◆ Short task ◆
Rewrite every row below with each "Box" changed to "Mark", leaving everything else as it is.

┌─ Supplied records

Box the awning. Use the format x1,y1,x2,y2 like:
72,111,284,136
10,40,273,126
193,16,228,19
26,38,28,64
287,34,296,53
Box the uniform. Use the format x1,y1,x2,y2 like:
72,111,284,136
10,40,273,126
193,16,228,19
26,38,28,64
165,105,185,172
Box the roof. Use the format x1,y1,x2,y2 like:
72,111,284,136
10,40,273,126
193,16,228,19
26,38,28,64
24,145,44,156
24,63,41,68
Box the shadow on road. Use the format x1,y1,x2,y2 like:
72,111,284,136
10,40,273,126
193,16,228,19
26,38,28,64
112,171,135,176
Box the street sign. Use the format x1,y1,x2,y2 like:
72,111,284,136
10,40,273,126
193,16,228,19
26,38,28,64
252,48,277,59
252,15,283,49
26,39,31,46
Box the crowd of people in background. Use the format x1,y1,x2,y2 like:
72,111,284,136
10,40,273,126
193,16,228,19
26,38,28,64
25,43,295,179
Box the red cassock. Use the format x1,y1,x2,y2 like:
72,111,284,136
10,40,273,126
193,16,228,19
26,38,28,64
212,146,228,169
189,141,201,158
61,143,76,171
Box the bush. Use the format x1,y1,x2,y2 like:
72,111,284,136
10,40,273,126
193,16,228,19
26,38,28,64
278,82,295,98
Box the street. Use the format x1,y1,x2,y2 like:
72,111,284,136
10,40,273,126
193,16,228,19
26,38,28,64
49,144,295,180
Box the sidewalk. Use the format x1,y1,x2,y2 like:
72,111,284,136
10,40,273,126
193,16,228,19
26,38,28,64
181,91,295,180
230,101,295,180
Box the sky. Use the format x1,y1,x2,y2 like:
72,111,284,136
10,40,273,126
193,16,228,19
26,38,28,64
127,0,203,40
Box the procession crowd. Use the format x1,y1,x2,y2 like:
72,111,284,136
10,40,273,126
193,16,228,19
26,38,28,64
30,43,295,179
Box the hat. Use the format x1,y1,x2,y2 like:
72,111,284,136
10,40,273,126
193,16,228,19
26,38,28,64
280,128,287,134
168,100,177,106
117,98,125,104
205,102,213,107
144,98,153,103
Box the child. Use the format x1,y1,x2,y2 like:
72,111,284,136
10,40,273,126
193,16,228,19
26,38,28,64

└─

◆ Exercise response ◆
Mark the awning. Use the format x1,y1,x2,y2 like:
72,111,284,136
10,40,273,126
193,16,228,19
26,38,28,64
287,34,296,53
Mark the uniform. Use the format x1,y1,x2,y2 like:
72,111,284,136
10,40,273,126
193,16,228,19
26,38,28,64
165,105,185,172
Mark the roof. Use the format x1,y1,x2,y2 like:
72,111,284,136
10,40,273,126
193,16,228,19
26,38,28,64
24,145,44,156
24,63,41,68
Mark the shadow on road. Use the format x1,y1,x2,y2 like:
72,111,284,136
10,40,273,126
193,16,228,19
26,38,28,64
112,171,135,176
Mark the street sign. Use the format x1,y1,x2,y2 like:
72,111,284,136
10,40,273,126
193,16,228,19
26,38,28,64
252,48,277,59
252,15,283,49
26,39,31,46
Mark the crowd of people in background. Use the format x1,y1,x2,y2 like:
72,111,284,136
10,40,273,126
193,16,228,19
26,38,28,64
25,43,295,179
Mark the red cassock. Use the format x1,y1,x2,y2 like:
72,111,284,136
10,40,273,126
193,16,228,19
26,38,28,64
212,146,228,169
189,141,201,158
61,143,76,171
Mark the bush. Use the format x1,y1,x2,y2 like:
72,111,284,136
10,40,273,126
193,16,228,19
26,38,28,64
278,82,295,98
Mark the street. Use the format x1,y1,x2,y2 like:
72,111,284,136
10,40,273,126
193,16,228,19
26,38,28,64
49,144,295,180
Mark the sidewalk. Use the format x1,y1,x2,y2 like:
72,111,284,136
10,40,273,126
193,16,228,19
26,38,28,64
181,91,295,180
230,101,295,180
Mark the sky. Use the format x1,y1,x2,y2 like:
72,111,284,136
10,40,273,126
193,16,228,19
26,38,28,64
127,0,203,40
Mark the procession crowd. Use the format x1,y1,x2,y2 like:
72,111,284,136
10,40,273,126
193,16,228,19
26,38,28,64
30,43,295,179
Mark the hat. Use the format x1,y1,x2,y2 like:
72,111,284,136
10,40,273,126
193,16,228,19
26,38,28,64
280,128,287,134
168,100,177,106
117,98,125,104
205,102,213,107
144,98,153,103
Mark the child. Use the format x1,y1,x2,y2 like:
72,111,284,136
10,40,273,126
193,16,228,19
26,38,28,64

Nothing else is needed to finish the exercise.